Rewrite every line of the data below, from the line with "For this exercise we mark the boat mast" through the end, multiplying each coordinate in the answers by 1.85 and rounding it to a whole number, with halves going up. Leave all other numbers as they are, and give only these lines.

-- Begin Input for this task --

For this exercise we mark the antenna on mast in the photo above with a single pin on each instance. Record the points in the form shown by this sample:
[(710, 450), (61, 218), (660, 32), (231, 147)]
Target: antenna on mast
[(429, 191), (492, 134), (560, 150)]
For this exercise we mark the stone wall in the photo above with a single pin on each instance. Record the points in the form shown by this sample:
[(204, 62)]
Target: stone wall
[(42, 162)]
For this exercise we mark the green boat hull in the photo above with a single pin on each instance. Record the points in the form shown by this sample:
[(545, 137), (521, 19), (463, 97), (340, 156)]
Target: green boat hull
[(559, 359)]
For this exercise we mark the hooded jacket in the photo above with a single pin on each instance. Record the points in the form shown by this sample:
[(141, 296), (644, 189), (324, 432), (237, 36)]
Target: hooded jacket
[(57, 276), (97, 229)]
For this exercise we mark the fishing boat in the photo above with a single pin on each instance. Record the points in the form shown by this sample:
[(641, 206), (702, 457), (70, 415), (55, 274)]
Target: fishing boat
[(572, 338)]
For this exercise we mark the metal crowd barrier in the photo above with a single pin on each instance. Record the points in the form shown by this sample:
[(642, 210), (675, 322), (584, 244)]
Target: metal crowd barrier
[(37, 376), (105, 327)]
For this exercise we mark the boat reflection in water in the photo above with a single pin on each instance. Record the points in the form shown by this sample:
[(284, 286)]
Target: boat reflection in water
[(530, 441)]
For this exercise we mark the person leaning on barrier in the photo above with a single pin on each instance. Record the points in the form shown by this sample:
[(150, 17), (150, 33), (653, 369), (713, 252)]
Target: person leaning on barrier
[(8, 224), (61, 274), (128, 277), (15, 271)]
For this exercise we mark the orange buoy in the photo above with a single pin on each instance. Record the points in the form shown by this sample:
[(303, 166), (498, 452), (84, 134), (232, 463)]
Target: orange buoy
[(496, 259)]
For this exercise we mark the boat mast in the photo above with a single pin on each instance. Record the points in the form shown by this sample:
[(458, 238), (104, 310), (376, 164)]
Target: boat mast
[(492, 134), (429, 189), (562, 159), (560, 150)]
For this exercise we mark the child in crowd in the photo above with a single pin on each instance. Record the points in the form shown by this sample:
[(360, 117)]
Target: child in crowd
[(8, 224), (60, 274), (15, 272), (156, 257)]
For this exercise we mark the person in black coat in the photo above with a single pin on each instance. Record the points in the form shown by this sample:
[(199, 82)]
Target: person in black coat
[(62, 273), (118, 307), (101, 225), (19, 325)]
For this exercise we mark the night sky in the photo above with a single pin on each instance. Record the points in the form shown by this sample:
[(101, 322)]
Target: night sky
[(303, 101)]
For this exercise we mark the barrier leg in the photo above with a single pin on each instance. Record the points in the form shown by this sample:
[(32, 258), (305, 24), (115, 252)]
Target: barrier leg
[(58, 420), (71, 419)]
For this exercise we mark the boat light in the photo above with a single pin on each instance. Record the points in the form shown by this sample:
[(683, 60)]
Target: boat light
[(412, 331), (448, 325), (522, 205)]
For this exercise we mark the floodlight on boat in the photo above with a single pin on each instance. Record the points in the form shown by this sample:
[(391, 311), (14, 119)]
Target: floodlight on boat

-- End Input for this task --

## Task solution
For this exercise we mark the boat mast in the photo above with a single pin on each instance. Record the points in the form shown by this sample:
[(458, 238), (104, 310), (376, 164)]
Target: boat mast
[(910, 248), (794, 350), (1040, 294), (1036, 278)]
For this exercise we mark the child in crowd in the photo above with a single pin on each instance. Record the points in the form shown by this sample:
[(360, 117)]
Target: child in crowd
[(15, 414), (111, 507), (28, 503), (289, 475)]
For this exercise we mark the person in black coat in the photo above with a single pin on each instance. Record the points in the form shown by this sample:
[(199, 82)]
Target: person in black coat
[(115, 505), (218, 568), (187, 416), (35, 601)]
For this exercise we mark the night sky in the photo above with a single pin on each instance. Record the points in the form shown by this sample:
[(101, 322)]
Target: night sky
[(561, 187)]
For this exercise we mark the barrier leg in the photo above with a single pin on each instance. Record the points in the form shown by this sample:
[(32, 258), (305, 24), (115, 252)]
Target: barrier leg
[(107, 777), (131, 775)]
For this exercise we mark the boat light in the photo above with a single pin on each instance. Record the points in the form shown by this sample:
[(683, 60)]
Target: boat light
[(762, 612), (829, 601), (966, 379)]
For this exercise we mark the floodlight on boat in the photo above with a single pin on each instance. Record the points in the form shown by this sample:
[(391, 311), (14, 119)]
Target: floodlight on boat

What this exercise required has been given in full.